*PROBLEM REQUIREMENTS:* Extract exactly the range of lines bounded by the line containing "Objective — for the fuel nozzle" and the final line of the listing, both ends included, and no other lines.

*DATASET ROWS:*
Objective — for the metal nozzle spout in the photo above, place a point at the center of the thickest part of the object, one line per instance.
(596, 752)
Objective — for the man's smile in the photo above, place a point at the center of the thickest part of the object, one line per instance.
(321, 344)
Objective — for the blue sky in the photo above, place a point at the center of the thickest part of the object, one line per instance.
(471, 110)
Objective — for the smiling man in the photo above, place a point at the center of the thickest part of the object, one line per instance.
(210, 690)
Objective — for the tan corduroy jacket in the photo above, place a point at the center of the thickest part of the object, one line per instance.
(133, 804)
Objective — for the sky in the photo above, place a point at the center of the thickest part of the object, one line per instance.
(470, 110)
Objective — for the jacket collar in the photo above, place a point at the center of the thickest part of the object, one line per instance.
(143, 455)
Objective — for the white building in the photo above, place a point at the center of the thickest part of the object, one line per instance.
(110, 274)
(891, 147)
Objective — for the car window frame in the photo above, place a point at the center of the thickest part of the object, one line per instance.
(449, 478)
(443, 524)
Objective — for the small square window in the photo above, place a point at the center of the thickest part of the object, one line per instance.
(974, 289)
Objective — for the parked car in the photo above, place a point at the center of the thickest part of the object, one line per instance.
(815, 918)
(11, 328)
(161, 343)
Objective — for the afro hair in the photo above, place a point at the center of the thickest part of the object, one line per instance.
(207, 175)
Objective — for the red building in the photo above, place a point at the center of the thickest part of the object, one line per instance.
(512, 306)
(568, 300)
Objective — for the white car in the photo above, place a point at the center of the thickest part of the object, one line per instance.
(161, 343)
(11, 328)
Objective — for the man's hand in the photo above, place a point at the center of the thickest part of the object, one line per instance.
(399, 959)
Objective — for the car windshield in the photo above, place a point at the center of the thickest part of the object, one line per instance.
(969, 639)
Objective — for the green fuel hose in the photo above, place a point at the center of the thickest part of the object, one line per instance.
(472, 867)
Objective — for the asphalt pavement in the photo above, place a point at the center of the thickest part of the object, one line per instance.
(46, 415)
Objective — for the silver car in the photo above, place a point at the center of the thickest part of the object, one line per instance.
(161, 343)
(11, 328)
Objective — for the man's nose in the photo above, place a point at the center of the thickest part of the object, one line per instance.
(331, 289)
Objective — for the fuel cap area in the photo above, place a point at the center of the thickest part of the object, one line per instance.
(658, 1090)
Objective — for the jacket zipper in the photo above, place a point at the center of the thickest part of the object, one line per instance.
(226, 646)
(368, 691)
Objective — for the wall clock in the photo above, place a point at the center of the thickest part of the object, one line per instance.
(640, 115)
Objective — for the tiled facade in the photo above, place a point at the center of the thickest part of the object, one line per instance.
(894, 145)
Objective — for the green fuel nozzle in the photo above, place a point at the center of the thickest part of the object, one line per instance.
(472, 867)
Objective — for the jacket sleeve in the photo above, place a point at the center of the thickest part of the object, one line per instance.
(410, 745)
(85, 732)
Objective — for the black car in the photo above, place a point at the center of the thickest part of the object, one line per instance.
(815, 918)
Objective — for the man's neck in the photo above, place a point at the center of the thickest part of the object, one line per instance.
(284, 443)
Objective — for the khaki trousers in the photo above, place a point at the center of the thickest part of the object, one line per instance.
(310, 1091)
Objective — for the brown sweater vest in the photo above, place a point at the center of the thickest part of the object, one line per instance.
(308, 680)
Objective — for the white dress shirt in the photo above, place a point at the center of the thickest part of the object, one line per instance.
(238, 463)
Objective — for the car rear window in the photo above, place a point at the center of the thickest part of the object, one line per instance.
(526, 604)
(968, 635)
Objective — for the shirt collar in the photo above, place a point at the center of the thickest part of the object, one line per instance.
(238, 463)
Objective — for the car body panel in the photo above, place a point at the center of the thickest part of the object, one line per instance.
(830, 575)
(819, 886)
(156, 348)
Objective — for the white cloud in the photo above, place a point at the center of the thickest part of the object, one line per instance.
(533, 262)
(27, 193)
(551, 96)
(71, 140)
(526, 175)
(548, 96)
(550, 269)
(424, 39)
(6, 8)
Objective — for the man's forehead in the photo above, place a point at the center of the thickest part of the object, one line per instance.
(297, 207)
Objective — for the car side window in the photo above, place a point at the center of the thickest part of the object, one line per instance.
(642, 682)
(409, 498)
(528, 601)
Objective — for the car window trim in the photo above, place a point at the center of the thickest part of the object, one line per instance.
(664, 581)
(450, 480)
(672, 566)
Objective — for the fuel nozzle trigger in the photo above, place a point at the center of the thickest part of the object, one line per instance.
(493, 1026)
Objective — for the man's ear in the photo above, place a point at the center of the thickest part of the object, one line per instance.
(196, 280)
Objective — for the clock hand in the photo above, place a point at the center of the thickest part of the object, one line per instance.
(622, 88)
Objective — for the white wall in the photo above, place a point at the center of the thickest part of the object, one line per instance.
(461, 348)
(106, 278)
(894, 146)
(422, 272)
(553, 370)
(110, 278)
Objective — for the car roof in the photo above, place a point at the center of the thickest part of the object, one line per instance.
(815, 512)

*TASK ANSWER:*
Objective — for the fuel nozzle trigger in the photo above, place a point at the center of the thickest part of the object, one line per instance.
(493, 1026)
Objective — for the man's ear in the photo above, place a point at the center of the thickest part of the object, one line per instance.
(196, 280)
Objective — for the clock hand in the photo above, place a point at the center of the thickest part of the object, one line per instance.
(622, 88)
Objective — for the white wall in the photo above, place a point at the center of the thickest part of the object, one line per instance.
(461, 348)
(106, 278)
(894, 146)
(422, 272)
(553, 370)
(110, 278)
Objective — for the car roof in the photo above, place a point at the center of the thickest part of the object, one line per instance.
(815, 512)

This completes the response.